━━ DATA LINES ━━

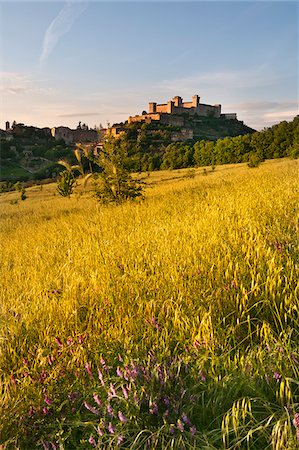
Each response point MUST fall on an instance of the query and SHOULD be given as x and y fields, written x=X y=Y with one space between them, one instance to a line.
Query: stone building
x=81 y=134
x=170 y=112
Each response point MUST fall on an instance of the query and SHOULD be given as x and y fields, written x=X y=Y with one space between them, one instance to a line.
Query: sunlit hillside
x=168 y=323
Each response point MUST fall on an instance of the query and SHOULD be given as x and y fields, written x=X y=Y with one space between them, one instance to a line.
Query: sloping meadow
x=166 y=323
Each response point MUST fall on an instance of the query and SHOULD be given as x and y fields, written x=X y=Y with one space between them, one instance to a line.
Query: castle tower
x=195 y=101
x=152 y=107
x=178 y=101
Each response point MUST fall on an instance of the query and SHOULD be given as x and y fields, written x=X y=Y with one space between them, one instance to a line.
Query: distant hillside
x=214 y=141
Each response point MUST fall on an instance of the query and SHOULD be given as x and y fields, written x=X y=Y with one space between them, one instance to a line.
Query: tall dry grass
x=199 y=281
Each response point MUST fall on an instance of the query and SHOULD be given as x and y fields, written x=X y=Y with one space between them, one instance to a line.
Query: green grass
x=12 y=172
x=192 y=294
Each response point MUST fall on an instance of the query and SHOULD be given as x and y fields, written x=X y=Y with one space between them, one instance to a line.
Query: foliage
x=66 y=183
x=114 y=184
x=253 y=160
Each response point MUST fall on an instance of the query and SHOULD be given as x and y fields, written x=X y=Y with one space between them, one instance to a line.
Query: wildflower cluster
x=134 y=396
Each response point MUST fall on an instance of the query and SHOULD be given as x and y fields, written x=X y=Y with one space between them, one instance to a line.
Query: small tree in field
x=67 y=181
x=113 y=184
x=66 y=184
x=254 y=160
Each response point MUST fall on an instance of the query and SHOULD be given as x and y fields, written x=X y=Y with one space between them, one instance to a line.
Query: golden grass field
x=202 y=274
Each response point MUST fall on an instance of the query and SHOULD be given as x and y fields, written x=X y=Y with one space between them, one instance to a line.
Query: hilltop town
x=28 y=151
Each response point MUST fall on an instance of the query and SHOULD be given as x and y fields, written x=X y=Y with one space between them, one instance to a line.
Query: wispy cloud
x=60 y=26
x=16 y=83
x=255 y=77
x=260 y=114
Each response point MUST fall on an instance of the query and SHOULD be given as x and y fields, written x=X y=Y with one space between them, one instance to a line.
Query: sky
x=99 y=62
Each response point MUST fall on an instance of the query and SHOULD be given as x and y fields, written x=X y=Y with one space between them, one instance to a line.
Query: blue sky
x=61 y=62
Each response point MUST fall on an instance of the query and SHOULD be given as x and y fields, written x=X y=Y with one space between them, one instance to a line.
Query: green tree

━━━

- _GIVEN EXERCISE_
Set out every line of the listing above as a numbered list, leaving out blank lines and the pictures.

- _RESPONSE TO THE EXERCISE_
1. Each response point MUST fall on an instance of the query and SHOULD be given as x and y fields, written x=X y=Y with one space between them, one instance to a line.
2. Query: stone building
3. x=81 y=134
4. x=170 y=112
5. Each response point MUST fall on an instance of the query and SHOULD be given as x and y fields, written x=X y=Y with one space between them, one instance to a line.
6. Query: sunlit hillside
7. x=168 y=323
8. Each response point MUST fall on an instance of the query and SHOULD be given as x and y fields, written x=X y=Y with one space between them, one instance to a line.
9. Query: sloping meadow
10. x=166 y=323
11. Each response point MUST fall on an instance of the query and SHOULD be given as x and y fields, written x=X y=Y with one space between them, one instance to a line.
12. Query: castle tower
13. x=195 y=101
14. x=152 y=107
15. x=178 y=101
16. Each response point MUST fall on an instance of the query and SHOULD be given as x and y fields, written x=X y=Y with one space between them, one instance to a line.
17. Query: distant hillside
18. x=214 y=141
19. Each response point MUST fall on an instance of the query and SHOULD be given as x and y fields, written x=X y=Y with one space between them, one instance to a line.
20. Query: tall dry grass
21. x=199 y=281
22. Each response point MUST fall on an instance of the query and SHOULD be given as x and y fields, written x=X y=Y with one space between them, one instance to a line.
23. Query: green grass
24. x=12 y=172
25. x=192 y=294
26. Each response point MUST fall on an instance of the query and SHOULD be given as x and y fields, written x=X y=Y with one space between them, one instance to a line.
27. Query: foliage
28. x=66 y=183
29. x=114 y=184
30. x=253 y=160
31. Each response point MUST fall on an instance of the query and SHOULD be given as x and y fields, written x=X y=Y with one space between them, one instance to a line.
32. Query: wildflower cluster
33. x=134 y=396
34. Each response point MUST fall on an instance of the query and SHOULD be given as x and y fields, written x=X y=Y with one space between them, one instance to a line.
35. Query: small tree in field
36. x=67 y=181
37. x=113 y=184
38. x=66 y=184
39. x=254 y=160
40. Each response point MUST fall on an instance of the query and SHOULD be given as x and y fields, written x=X y=Y with one space between them, one instance to a line.
41. Query: golden grass field
42. x=202 y=274
43. Each response point MUST fall on an instance of the query and SHOULD be given as x and y fields, written x=X y=Y with one space between them, one instance to a line.
44. Query: hilltop town
45. x=28 y=151
46. Each response point MUST fall on an instance of the query and SHOULD be given as x and y fields, written x=X y=Y with one space between them, one instance to a line.
47. Query: wispy cloud
48. x=60 y=26
49. x=16 y=83
50. x=255 y=77
51. x=260 y=114
52. Each response point MUST fall on an instance of the query and SHOULD be given as x and y fields, written x=X y=Y with one space between them, one instance to a line.
53. Query: sky
54. x=99 y=62
55. Each response point MUST fall on an instance of the query and SHOULD be given as x and y fields, written x=X y=Y with one space between them, one instance to a line.
56. Query: blue sky
57. x=61 y=62
58. Each response point MUST fall on an instance of the query and SHOULD be given as x and y fields, written x=X y=Y with one space between them, one instance to a line.
59. Query: green tree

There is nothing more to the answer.